= EXERCISE INSTRUCTIONS =
The answer must be an exact copy of all the data below.
#### DATA SHOWN
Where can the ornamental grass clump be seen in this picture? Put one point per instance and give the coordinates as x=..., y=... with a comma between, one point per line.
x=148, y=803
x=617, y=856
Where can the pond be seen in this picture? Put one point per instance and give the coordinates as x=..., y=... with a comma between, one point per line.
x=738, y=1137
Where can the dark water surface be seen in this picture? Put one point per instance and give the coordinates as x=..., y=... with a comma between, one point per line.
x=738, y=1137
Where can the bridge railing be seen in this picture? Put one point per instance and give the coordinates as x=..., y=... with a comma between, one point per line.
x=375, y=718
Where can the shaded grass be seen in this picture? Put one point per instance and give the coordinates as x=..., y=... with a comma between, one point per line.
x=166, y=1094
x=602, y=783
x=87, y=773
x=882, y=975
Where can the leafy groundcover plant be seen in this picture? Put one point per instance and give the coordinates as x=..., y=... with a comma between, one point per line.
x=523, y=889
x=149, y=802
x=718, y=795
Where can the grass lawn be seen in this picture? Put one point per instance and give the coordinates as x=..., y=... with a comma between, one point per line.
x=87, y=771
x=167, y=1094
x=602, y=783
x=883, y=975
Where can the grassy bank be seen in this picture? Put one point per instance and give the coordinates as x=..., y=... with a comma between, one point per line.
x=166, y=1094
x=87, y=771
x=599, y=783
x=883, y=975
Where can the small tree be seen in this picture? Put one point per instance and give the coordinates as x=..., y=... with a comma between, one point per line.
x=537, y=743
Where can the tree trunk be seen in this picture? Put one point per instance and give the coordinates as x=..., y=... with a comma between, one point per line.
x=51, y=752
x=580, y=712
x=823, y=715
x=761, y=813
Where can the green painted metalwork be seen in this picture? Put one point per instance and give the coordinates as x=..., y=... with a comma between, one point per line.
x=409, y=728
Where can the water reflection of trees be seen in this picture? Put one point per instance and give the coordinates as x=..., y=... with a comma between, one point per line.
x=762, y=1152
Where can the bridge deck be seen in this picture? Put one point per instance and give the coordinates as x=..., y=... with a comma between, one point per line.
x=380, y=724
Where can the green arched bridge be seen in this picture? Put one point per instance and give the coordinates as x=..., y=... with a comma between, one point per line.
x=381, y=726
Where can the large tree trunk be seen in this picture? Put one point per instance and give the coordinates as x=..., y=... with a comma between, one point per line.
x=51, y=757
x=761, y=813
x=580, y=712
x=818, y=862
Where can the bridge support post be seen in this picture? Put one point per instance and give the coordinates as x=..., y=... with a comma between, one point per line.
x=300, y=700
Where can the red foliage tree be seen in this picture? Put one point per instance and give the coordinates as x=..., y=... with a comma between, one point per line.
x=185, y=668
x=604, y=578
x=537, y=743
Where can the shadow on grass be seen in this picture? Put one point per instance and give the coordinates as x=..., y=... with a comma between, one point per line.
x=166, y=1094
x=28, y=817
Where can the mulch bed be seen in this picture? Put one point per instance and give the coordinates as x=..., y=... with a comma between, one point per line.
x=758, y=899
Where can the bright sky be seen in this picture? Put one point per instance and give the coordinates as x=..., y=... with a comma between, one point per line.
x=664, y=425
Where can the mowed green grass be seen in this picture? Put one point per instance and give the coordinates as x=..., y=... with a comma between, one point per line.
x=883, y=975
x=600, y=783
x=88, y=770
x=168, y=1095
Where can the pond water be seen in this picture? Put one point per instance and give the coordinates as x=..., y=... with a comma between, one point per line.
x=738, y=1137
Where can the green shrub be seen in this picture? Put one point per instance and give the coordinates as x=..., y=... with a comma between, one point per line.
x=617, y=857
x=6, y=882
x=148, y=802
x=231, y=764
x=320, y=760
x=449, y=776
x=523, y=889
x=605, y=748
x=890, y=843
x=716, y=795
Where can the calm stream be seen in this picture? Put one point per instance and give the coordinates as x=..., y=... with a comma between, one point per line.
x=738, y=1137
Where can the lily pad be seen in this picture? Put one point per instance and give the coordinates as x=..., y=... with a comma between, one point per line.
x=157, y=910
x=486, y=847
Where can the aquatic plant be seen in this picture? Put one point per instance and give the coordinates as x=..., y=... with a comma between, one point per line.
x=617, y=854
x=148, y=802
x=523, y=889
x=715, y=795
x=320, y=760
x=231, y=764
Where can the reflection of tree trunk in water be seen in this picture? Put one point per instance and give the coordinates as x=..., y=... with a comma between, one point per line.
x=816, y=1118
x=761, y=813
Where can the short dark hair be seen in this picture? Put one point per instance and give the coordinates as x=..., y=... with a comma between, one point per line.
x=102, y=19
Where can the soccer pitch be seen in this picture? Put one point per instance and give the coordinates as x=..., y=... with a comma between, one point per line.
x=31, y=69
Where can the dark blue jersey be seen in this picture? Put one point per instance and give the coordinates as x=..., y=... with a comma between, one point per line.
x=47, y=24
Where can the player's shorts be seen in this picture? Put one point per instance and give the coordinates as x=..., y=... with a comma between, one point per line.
########
= WRITTEN ANSWER =
Where can the ornamental grass clump be seen in this picture? Put one point per instance and give the coordinates as x=..., y=... with a comma between, one point per line.
x=148, y=803
x=617, y=856
Where can the pond be seen in this picture? Put one point per instance and give the coordinates as x=..., y=... with a comma between, one point per line.
x=738, y=1137
Where can the dark water surface be seen in this picture? Put one point per instance and give the coordinates as x=..., y=... with a comma between, one point per line.
x=738, y=1137
Where can the bridge railing be seen in this picture? Put one point per instance and give the coordinates as x=..., y=... with a comma between, one point per line.
x=375, y=718
Where can the shaded grass be seen in this picture? Put one point per instance and give the coordinates as x=..., y=... with a comma between, one point per line.
x=166, y=1094
x=602, y=783
x=87, y=773
x=882, y=975
Where can the leafy groundcover plant be seen in this picture? Put one point per instance and give the coordinates as x=..., y=... with a comma between, one point per line.
x=523, y=889
x=149, y=802
x=718, y=795
Where can the grass lawn be seen in this picture? Put one point per instance and give the coordinates as x=..., y=... with a comma between, one point per line.
x=87, y=771
x=167, y=1094
x=602, y=783
x=883, y=975
Where can the grassy bank be seen in this picture? Put one point per instance and give the coordinates as x=..., y=... with a comma between, one point per line.
x=166, y=1094
x=87, y=771
x=599, y=783
x=883, y=975
Where can the small tree be seen in this picture? Put one point per instance and give the coordinates as x=..., y=... with a comma between, one point per line.
x=537, y=743
Where can the tree trunk be seen in this picture? Put one point per instance and give the coordinates as x=..., y=... with a comma between, one point per line.
x=51, y=752
x=580, y=712
x=823, y=715
x=761, y=813
Where can the green painted metalwork be seen in this picture? Put one point per instance and give the coordinates as x=..., y=... with a comma between, one point per line.
x=409, y=728
Where can the water reflection of trees be seen in this picture? Put one point per instance and give the coordinates as x=..., y=... with a comma between, one point per line.
x=762, y=1152
Where can the bridge deck be seen in this picture? Put one point per instance and give the coordinates as x=..., y=... with a comma between, one point per line.
x=380, y=724
Where can the green arched bridge be seen in this picture? Put one point per instance and give the coordinates as x=..., y=... with a comma between, one point per line.
x=381, y=726
Where can the large tree trunk be seen in this picture? Put one point per instance and give the coordinates as x=..., y=... with a comma between, one point per line.
x=51, y=757
x=761, y=813
x=580, y=712
x=818, y=862
Where can the bridge support post be seen in this picture? Put one point per instance and give the coordinates as x=..., y=... with a comma between, one point per line.
x=300, y=700
Where can the red foliage tree be seen in this picture? Put one point per instance and give the coordinates as x=..., y=... with a comma between, one point per line.
x=185, y=668
x=604, y=578
x=537, y=743
Where can the shadow on grass be seen in this picture? Put one point per instance and give the coordinates as x=..., y=... with a comma between, one point per line.
x=166, y=1094
x=28, y=817
Where can the mulch bed be seen in this picture? Put one point per instance and give the coordinates as x=..., y=... with a comma between, one point per line.
x=758, y=899
Where can the bright sky be seen in this picture? Put one point per instance and give the coordinates as x=..., y=... with a comma between, one point per line.
x=664, y=425
Where can the mowed green grass be seen in this picture? Put one point per instance and give the coordinates as x=..., y=... with a comma between, one point per line.
x=883, y=975
x=600, y=783
x=88, y=770
x=168, y=1095
Where can the pond water be seen in this picture? Put one point per instance and give the coordinates as x=..., y=... with a comma between, one point per line.
x=738, y=1137
Where can the green shrub be seen in this picture? Put one point per instance and give the coordinates as x=..., y=... with a comma between, one point per line.
x=617, y=857
x=6, y=882
x=148, y=802
x=231, y=764
x=320, y=760
x=449, y=776
x=523, y=889
x=605, y=748
x=890, y=843
x=716, y=795
Where can the calm stream be seen in this picture? Put one point per instance and give the coordinates as x=..., y=... with a comma between, one point per line.
x=738, y=1137
Where can the lily pad be seen in this picture? Put one point per instance and give the coordinates as x=..., y=... with a comma between, one point per line.
x=157, y=910
x=486, y=847
Where can the aquatic plant be seen in this picture? Put one point per instance and give the coordinates as x=..., y=... with a comma between, one point per line.
x=617, y=854
x=148, y=802
x=523, y=889
x=715, y=795
x=320, y=760
x=231, y=764
Where can the reflection of tree trunk in water be seen in this picture? Put one point per instance and give the coordinates as x=..., y=... with a comma between, one point per line.
x=816, y=1118
x=761, y=813
Where can the short dark hair be seen in this picture? Put one point per instance and give the coordinates as x=..., y=... with a comma between, one point per line.
x=102, y=19
Where can the soccer pitch be seen in this picture? Put one point per instance and give the coordinates as x=..., y=... with a comma between, one point per line.
x=31, y=69
Where can the dark blue jersey be seen in this picture? Put one point per instance and give the coordinates as x=..., y=... with a comma between, one point per line.
x=47, y=24
Where can the player's shorts be seen in this picture? Put one point per instance and give the coordinates as x=..., y=... with a comma between, one point per line.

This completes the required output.